**Problem description:** Write out all of the listing exactly. Add nothing to it.

**Input:**
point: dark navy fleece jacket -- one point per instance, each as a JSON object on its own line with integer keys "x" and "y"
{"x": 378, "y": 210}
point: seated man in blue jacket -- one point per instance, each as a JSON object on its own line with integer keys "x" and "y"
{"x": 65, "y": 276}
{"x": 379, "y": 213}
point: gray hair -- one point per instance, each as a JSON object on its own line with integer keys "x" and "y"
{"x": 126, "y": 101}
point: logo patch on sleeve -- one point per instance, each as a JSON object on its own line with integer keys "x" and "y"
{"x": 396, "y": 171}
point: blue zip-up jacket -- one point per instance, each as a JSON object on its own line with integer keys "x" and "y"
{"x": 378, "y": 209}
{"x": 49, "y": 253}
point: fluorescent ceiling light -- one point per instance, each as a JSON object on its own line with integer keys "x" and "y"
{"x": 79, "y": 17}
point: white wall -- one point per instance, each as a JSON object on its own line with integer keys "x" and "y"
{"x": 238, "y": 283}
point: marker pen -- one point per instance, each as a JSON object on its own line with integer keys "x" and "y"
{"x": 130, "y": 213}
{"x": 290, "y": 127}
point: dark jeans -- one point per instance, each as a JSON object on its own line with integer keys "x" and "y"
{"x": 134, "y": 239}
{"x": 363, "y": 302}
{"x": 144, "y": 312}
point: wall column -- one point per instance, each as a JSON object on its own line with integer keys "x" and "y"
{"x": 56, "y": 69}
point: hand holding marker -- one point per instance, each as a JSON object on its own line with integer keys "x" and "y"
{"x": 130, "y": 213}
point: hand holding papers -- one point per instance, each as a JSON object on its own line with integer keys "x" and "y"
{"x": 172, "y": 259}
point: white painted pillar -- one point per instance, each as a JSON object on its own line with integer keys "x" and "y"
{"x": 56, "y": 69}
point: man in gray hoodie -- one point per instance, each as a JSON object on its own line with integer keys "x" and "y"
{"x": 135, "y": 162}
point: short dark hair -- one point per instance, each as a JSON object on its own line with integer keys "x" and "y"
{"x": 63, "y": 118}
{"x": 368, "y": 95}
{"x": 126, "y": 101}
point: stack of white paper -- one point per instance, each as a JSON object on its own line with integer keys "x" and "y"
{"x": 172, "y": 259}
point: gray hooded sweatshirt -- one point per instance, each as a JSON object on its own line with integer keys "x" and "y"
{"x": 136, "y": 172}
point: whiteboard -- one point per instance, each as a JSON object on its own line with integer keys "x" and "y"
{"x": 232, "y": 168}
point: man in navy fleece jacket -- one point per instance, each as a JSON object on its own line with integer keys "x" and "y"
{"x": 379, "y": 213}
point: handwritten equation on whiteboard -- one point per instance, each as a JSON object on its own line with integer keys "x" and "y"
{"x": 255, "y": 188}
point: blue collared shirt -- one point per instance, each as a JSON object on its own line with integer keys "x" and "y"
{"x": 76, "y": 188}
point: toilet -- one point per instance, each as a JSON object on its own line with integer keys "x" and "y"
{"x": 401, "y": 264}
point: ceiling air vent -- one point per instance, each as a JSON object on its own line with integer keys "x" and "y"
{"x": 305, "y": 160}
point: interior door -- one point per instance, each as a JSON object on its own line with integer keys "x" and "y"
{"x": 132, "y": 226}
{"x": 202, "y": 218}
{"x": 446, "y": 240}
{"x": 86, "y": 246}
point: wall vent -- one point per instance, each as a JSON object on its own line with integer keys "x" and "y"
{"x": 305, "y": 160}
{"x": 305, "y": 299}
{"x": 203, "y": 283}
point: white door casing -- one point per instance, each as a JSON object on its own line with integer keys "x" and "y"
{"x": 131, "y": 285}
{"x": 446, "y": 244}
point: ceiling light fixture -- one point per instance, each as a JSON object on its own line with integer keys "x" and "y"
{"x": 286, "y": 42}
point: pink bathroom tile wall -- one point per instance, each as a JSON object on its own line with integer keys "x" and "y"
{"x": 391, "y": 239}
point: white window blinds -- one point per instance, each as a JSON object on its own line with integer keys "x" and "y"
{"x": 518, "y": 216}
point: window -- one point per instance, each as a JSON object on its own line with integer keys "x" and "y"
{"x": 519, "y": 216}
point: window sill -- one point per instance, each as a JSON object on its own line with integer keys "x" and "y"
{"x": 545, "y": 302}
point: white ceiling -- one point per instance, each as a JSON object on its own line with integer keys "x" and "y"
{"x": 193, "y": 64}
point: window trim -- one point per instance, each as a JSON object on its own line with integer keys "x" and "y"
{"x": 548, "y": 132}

**Result of this exercise:**
point: dark navy fleece jacket -- one point per instance, each as a JSON object on its own line with integer keys "x" and "y"
{"x": 378, "y": 210}
point: seated man in blue jacket -- one point per instance, each as a JSON object on its own line with integer keys "x" and "y"
{"x": 65, "y": 276}
{"x": 379, "y": 213}
point: gray hair -- one point per instance, each as a JSON object on its own line with integer keys "x" and "y"
{"x": 126, "y": 101}
point: logo patch on sleeve -- one point per instance, each as a JSON object on its own line with integer keys "x" and "y"
{"x": 396, "y": 171}
point: blue zip-up jacket -- one point per instance, each as a JSON object on its own line with integer keys "x" and "y"
{"x": 378, "y": 209}
{"x": 49, "y": 253}
point: fluorescent ceiling light -- one point per instance, each as a JSON object on its own line with integer keys "x" and "y"
{"x": 79, "y": 17}
point: white wall -- one point per instance, each as a JSON object on its own line with integer keys "x" and "y"
{"x": 238, "y": 283}
point: marker pen -- one point per instance, each as a JSON object on its own line with integer keys "x" and "y"
{"x": 130, "y": 213}
{"x": 290, "y": 127}
point: dark jeans -- one point per instance, each as a JSON object on its own line with integer keys "x" and "y"
{"x": 134, "y": 239}
{"x": 363, "y": 302}
{"x": 144, "y": 312}
point: wall column -- one point per instance, each as a JSON object on its own line with integer keys "x" and "y"
{"x": 56, "y": 69}
point: hand holding marker -- one point per instance, each as a JSON object on its own line with integer keys "x" and "y"
{"x": 130, "y": 213}
point: hand holding papers -- one point per instance, each as a JSON object on its own line with integer keys "x" and "y"
{"x": 172, "y": 259}
point: white painted pillar -- one point per instance, each as a JSON object on its own line with integer keys "x" and "y"
{"x": 56, "y": 69}
point: man in gray hoodie -- one point per instance, each as a JSON object on its own line with integer keys "x" and "y"
{"x": 135, "y": 162}
point: short dark hair -- one point per instance, each as a JSON object on its own line with integer keys "x" and "y"
{"x": 63, "y": 118}
{"x": 368, "y": 95}
{"x": 126, "y": 101}
point: stack of white paper -- one point per instance, each as a JSON object on its own line with integer keys "x" and "y"
{"x": 172, "y": 259}
point: gray hooded sweatshirt -- one point per instance, each as a JSON object on its own line with integer keys "x" and "y"
{"x": 136, "y": 172}
point: whiteboard -- one point per instance, each as a JSON object on its own line with integer keys "x" and "y"
{"x": 232, "y": 168}
point: man in navy fleece jacket -- one point per instance, each as a JSON object on its own line with integer keys "x" and "y"
{"x": 379, "y": 213}
point: handwritten equation on whiteboard -- one point per instance, each as a JSON object on its own line with integer keys "x" and "y"
{"x": 255, "y": 188}
point: blue collared shirt -- one point per instance, each as a JSON object on its own line with integer keys "x" and "y"
{"x": 76, "y": 188}
point: toilet -- one point per instance, each as a JSON object on its own line with integer keys "x" and "y"
{"x": 401, "y": 264}
point: ceiling air vent -- one point per instance, each as a JSON object on its own line with integer keys "x" and "y"
{"x": 305, "y": 160}
point: interior door -- one point per instance, each as a JSON object on its own line with integer keys "x" and "y"
{"x": 132, "y": 226}
{"x": 202, "y": 218}
{"x": 446, "y": 240}
{"x": 86, "y": 246}
point: wall vent -- one point per instance, each as a JSON object on its own line with integer keys "x" and "y"
{"x": 305, "y": 160}
{"x": 305, "y": 299}
{"x": 203, "y": 283}
point: white door casing -- one point per instance, each as a JSON object on its own line with integer keys "x" and "y"
{"x": 131, "y": 285}
{"x": 446, "y": 244}
point: ceiling light fixture -- one point per instance, each as a JSON object on its own line with integer keys "x" and "y"
{"x": 286, "y": 42}
point: pink bathroom tile wall -- one point per instance, each as a JSON object on its own line with integer keys "x" and "y"
{"x": 391, "y": 239}
point: white window blinds -- one point per instance, each as a JSON object on its own line with integer keys "x" and "y"
{"x": 518, "y": 216}
point: window -- one point per instance, each as a JSON object on its own line with integer keys "x" and "y"
{"x": 519, "y": 216}
point: window sill -- one point per instance, each as a JSON object on its own line with integer keys "x" and "y"
{"x": 545, "y": 302}
point: white ceiling -- one point per instance, each as a JSON object on its own line with integer keys "x" and "y"
{"x": 193, "y": 64}
point: window trim -- one point per instance, each as a JSON object on its own line with integer keys "x" and "y"
{"x": 548, "y": 132}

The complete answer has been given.